--- START ---
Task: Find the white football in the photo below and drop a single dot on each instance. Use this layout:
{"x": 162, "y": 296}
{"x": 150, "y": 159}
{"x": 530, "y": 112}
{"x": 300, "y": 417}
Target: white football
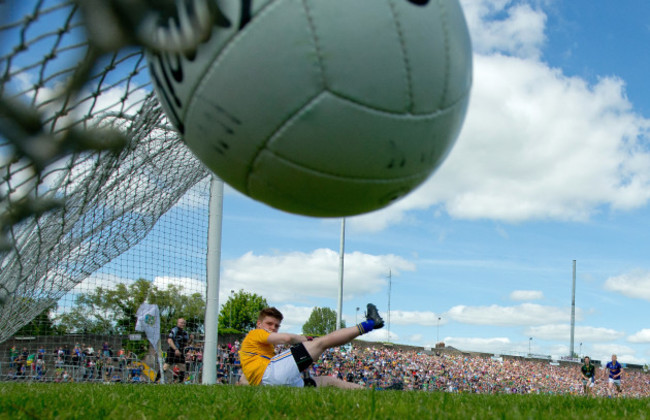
{"x": 322, "y": 107}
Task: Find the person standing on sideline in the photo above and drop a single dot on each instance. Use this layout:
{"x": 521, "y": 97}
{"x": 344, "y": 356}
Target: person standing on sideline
{"x": 588, "y": 372}
{"x": 615, "y": 371}
{"x": 177, "y": 340}
{"x": 261, "y": 366}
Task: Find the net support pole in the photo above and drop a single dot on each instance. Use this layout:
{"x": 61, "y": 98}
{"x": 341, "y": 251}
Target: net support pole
{"x": 573, "y": 311}
{"x": 339, "y": 313}
{"x": 213, "y": 267}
--- END ---
Starting at the line with "Task: Find the net", print each remaining line of the listing above exactly as it appears.

* Written solution
Task: Find the net support pole in the photo above and drop a single dot on each instance. Use this layout:
{"x": 61, "y": 98}
{"x": 341, "y": 251}
Target: net support pole
{"x": 573, "y": 311}
{"x": 339, "y": 313}
{"x": 213, "y": 267}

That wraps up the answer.